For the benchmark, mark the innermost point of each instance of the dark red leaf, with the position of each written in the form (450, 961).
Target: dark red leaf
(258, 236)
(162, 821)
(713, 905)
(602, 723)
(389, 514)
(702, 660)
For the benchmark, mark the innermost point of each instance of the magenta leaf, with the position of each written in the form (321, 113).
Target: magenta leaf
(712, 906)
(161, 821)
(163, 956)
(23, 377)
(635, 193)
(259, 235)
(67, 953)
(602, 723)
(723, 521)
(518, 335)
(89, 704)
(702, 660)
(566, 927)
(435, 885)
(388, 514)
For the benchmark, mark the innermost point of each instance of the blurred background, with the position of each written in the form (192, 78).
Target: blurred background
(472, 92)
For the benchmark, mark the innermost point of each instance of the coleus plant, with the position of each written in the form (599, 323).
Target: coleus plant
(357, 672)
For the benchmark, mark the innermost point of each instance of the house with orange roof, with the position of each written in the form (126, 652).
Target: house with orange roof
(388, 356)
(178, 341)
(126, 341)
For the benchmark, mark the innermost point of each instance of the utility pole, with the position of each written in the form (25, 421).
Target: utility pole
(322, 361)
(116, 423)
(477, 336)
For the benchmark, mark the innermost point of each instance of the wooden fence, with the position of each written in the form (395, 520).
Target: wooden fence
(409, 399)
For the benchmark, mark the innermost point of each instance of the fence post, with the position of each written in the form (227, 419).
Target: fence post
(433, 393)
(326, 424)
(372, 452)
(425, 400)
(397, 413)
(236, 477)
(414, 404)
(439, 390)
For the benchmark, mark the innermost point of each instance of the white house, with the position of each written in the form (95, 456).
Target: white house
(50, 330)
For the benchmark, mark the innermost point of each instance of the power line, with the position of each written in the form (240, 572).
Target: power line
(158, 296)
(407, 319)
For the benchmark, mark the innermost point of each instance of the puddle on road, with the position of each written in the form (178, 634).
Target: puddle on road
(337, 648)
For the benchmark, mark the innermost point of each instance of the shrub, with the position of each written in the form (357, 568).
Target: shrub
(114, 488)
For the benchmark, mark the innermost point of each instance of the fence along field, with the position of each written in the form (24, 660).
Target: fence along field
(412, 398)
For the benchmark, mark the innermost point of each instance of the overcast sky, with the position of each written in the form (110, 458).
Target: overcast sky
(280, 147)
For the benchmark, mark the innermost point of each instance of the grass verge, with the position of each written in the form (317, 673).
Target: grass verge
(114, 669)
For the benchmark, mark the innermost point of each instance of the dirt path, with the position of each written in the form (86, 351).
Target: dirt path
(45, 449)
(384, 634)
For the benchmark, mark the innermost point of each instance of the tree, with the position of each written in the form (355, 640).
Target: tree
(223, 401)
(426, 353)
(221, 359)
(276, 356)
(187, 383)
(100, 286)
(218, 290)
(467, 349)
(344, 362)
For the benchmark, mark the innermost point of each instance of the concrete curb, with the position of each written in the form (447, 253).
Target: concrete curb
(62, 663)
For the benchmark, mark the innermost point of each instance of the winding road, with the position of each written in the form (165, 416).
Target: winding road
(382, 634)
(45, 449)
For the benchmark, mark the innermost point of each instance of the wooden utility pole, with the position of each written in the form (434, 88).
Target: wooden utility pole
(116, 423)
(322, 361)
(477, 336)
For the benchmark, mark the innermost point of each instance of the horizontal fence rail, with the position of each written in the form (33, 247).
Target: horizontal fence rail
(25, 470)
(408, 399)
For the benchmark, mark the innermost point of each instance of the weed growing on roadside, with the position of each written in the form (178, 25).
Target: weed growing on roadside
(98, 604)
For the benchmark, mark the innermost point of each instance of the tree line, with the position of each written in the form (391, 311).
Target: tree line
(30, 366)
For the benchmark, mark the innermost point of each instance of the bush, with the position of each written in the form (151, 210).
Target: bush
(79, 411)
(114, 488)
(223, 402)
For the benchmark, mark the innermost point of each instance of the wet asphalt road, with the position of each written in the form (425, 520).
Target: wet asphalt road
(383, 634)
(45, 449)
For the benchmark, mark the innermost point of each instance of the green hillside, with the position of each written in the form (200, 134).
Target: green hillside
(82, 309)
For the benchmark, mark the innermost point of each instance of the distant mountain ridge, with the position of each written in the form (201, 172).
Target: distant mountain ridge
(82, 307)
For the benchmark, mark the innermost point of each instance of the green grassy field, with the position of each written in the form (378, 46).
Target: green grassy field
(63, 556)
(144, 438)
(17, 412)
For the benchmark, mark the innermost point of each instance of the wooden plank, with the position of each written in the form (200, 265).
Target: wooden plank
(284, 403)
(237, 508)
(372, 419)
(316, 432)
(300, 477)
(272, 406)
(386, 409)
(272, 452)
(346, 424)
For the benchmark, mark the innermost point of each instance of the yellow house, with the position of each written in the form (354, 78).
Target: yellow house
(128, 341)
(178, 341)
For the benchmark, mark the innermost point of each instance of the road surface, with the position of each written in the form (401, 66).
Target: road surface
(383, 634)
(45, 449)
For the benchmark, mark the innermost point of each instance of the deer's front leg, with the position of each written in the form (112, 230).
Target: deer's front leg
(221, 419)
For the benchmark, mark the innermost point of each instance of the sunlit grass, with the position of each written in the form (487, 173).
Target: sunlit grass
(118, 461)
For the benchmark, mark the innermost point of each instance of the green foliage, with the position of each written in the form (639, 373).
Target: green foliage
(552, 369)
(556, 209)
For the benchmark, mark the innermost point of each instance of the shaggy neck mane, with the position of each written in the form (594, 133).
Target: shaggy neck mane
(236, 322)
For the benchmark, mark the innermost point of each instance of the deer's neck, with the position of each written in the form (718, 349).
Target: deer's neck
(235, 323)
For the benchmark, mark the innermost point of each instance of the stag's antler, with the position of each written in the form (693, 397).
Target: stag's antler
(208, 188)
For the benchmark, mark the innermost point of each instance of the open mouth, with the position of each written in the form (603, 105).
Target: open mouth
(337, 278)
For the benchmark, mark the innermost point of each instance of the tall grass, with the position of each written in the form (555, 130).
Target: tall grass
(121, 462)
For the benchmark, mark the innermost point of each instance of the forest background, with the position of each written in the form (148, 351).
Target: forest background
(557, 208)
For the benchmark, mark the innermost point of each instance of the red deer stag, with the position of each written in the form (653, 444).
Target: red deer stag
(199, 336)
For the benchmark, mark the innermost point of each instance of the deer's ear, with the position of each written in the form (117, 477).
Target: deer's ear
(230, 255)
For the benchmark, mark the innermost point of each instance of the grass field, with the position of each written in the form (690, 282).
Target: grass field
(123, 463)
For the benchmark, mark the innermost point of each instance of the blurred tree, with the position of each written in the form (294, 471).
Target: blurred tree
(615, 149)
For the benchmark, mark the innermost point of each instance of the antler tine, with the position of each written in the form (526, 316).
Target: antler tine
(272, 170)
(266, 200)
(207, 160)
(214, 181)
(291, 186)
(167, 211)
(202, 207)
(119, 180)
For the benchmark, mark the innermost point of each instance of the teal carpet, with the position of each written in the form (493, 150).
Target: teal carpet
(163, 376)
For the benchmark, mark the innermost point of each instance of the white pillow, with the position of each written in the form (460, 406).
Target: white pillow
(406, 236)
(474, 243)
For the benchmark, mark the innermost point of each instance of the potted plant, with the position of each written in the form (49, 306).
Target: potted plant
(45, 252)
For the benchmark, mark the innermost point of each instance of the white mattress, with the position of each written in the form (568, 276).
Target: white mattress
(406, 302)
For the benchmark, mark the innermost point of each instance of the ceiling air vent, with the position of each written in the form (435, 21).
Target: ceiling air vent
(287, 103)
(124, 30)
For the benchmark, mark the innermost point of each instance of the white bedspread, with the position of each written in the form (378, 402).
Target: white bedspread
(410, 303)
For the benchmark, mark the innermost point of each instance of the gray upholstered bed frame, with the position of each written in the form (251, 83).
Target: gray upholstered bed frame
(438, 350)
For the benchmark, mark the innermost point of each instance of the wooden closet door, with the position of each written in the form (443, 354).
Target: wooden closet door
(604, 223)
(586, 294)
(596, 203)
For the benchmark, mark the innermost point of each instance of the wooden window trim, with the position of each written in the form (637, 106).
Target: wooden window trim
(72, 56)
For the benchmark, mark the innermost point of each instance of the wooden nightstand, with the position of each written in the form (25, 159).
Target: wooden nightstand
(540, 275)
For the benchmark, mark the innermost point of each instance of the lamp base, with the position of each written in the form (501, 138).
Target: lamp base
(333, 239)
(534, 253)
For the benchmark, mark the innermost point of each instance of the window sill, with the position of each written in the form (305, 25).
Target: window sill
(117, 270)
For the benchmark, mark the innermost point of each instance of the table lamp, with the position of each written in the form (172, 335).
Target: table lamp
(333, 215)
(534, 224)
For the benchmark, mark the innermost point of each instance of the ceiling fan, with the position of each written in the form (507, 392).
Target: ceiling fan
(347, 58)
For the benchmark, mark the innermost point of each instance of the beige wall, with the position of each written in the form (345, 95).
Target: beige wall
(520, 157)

▶ _TASK PROMPT_
Recast the rows from the line containing "form (501, 138)." through the end of the rows as a numbered list, leaving out blank lines.

▶ _SOLUTION_
1. For the benchmark, mark the innermost point of each instance of the lamp base, with the position of each written in the form (501, 138).
2. Target: lamp base
3. (333, 239)
4. (534, 253)
5. For the benchmark, mark the innermost point of each instance of the window sill, with the position of each written in the form (305, 25).
6. Target: window sill
7. (117, 270)
8. For the benchmark, mark the innermost point of each instance of the table lamp, with the position of each written in the form (172, 335).
9. Target: table lamp
10. (333, 215)
11. (534, 224)
12. For the benchmark, mark the innermost point of each instance of the ceiling fan, with the position of each written in the form (507, 392).
13. Target: ceiling fan
14. (347, 58)
15. For the benchmark, mark the innermost point of each instance of the beige wall, with the position of each written in the form (345, 95).
16. Target: beige wall
17. (520, 157)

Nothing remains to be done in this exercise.